Study text |
================

An ID_Continue table has 707 ranges, and a table of excluded ranges for the
additional candidates to exclude for the 2nd level warning is somewhere around
230 ranges.

Thus, this would probably add about 7K of extra static data to clang, which
doesn't seem an unreasonable amount.

While checking the codebase for this sort of issue, some instances in string
constants were also found -- and although one such instance was a bug, I don't
believe strange characters in string constants is as obviously wrong, so I
don't propose to do anything about that.
Quuxplusone commented 6 years ago
I think the first two categories make a lot of sense to warn about in the
compiler. (I suspect we don't need the full table, though, since we only need
to warn on characters that are both accepted as identifier characters by some
supported language and not classified as ID_Continue by Unicode; I'd hope
that's a substantially shorter list.)

================

Information provided |
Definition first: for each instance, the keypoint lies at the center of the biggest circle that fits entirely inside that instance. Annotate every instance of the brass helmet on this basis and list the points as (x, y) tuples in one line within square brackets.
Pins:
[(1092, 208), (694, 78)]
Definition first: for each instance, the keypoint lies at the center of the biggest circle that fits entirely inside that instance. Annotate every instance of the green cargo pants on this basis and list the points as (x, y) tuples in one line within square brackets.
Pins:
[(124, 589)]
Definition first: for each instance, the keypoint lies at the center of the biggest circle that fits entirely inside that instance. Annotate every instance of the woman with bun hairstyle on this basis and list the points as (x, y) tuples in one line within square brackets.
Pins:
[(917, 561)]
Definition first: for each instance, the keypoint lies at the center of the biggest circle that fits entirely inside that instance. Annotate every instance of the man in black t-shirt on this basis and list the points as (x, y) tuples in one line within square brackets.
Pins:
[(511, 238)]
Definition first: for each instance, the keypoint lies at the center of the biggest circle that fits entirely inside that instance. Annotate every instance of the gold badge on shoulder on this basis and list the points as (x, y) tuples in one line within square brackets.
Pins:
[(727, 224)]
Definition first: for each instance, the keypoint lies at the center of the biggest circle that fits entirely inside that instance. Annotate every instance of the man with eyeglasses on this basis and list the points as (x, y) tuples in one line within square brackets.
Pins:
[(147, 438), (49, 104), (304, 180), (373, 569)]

================

Study questions |
(a) From the thread on Unicode identifier characters, extract the passage between "An ID_Continue table" and "230 ranges.", inclusive.
(b) Write what comes next in the thread on Unicode identifier characters, starting after its final sentence.
The items come from a separate source that has no connection to the thread on Unicode identifier characters.

Responses for each task |
(a)
An ID_Continue table has 707 ranges, and a table of excluded ranges for the
additional candidates to exclude for the 2nd level warning is somewhere around
230 ranges.

(b)
The third one seems like a stylistic warning, though, and I think it belongs in
clang-tidy or another style-checker instead (I could equally imagine someone
wanting a check that all identifiers declared outside of system headers are in
some other character set, and it doesn't seem appropriate to give Latin1
special treatment).

I'd prefer to have a specific warning for the special case of invisible
characters, just as we have a specific warning for the special case of
homoglyphs that look like operators in some fonts, mostly so that we can give a
more precise diagnostic. I've added that in r341700; the broader issue of
warning on non-ID_Continue characters remains.

The -Wflag=value style is not really something we do in Clang warning flags
(except for GCC compatibility); we'd want a different name for the second flag.
Quuxplusone commented 6 years ago

It would also make sense to warn on identifiers that are not in some specific normalization form (perhaps NFC?); the C and C++ rules require us to treat normalized and non-normalized versions of the same identifier as distinct(!) so we can't normalize as part of forming the identifier if we want to conform to those rules.

Quuxplusone commented 6 years ago

What method did you use to generate the list in r341700? I think there's substantially more likely-invisible characters than are listed there (for ex, the entire "TAG" block, E0000..E007F).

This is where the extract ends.